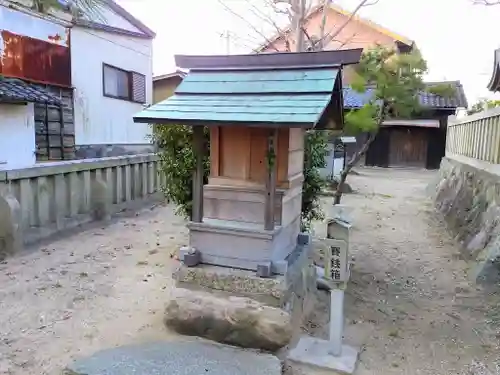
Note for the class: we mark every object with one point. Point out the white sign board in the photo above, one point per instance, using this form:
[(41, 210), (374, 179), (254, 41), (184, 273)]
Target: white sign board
[(336, 264)]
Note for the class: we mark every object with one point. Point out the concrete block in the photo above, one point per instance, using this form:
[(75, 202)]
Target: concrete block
[(10, 225), (314, 352), (101, 200)]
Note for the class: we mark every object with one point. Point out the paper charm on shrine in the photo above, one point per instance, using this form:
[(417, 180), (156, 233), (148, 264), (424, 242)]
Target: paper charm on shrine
[(336, 266)]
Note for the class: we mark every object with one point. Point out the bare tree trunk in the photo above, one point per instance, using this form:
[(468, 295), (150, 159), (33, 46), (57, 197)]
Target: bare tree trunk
[(354, 160), (359, 154)]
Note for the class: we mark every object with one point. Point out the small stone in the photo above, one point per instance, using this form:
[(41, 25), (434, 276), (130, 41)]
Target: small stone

→ Your goal
Rewrite all of the records with "Target" switched to "Label" wherever it appears, keeping everything else the same. Leave the pictures out.

→ Exercise result
Note for the class: we mark every object with one point. Point out the white sign board in the photo above, one point per instance, using this form:
[(41, 210), (374, 179), (254, 41), (184, 273)]
Label: white sign board
[(336, 264)]
Note for the class: we mark every object with one point. Point out the concrete block in the photo above, one point per instance, using this form:
[(75, 202)]
Label: concrete block
[(10, 225), (314, 352), (101, 200)]
Note for the class: we mark every object with one point. Point out the paper charm on shrine in the photo above, one point per instance, using this form:
[(417, 180), (156, 233), (148, 264), (424, 242)]
Label: paper charm on shrine
[(336, 266)]
Note for the class: we mark every object with one point. Point out the bare tree trunk in the photo above, one point per instance, using this form:
[(468, 295), (150, 159), (33, 46), (57, 197)]
Label: bare tree trunk
[(354, 160), (359, 154)]
Note for the class: we mark every object with one point. Point out the small stone in the photo above, one point per instance, using this form:
[(41, 25), (434, 276), (130, 41)]
Label: small stone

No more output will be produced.